WHAT IS NEEDED:
In the passage about hauling away contaminated river sediment, translate this sentence into Spanish: "Alsop presented a petition with over 2000 signatures opposing truck transport."
>> START PAGE EXTRACT
100,000 cubic yards of contaminated sediment and soil removed will be disposed of off-site “at an existing TSCA-approved disposal facility or RCRA hazardous waste landfill or a landfill permitted by the receiving state to accept PCB remediation wastes, depending on the contaminant levels and waste classifications.” That is only 10% and many asked, “why not more?”

Kenny and others felt strongly that rail was the preferred mode of transport and that material excavated from the river, riverbank, and floodplain should be placed adjacent to appropriately located rail staging areas and not trucked all over.

Lee Select Board Chair Robert Jones read a letter from Parker F. Rodriguez, attorney, Housatonic Railroad Company, that stated flatly statistics used by GE to support an argument that trucks were cheaper and more flexible than train transport was disingenuous. 

There were three Stockbridge residents who spoke: Kenny, Patrick White, and Denny Alsop. Alsop presented a petition with over 2000 signatures opposing truck transport.
>> END PAGE EXTRACT
>> START STORED DATA
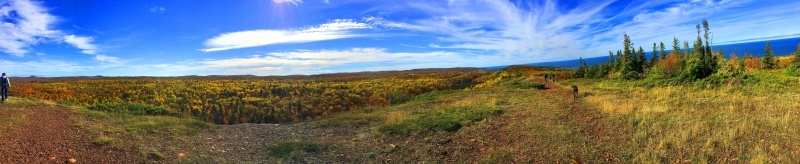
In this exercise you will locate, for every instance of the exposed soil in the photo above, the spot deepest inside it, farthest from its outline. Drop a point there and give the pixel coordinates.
(47, 135)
>> END STORED DATA
SOLUTION FOR THIS EXERCISE:
Alsop presentó una petición con más de 2000 firmas en contra del transporte por camión.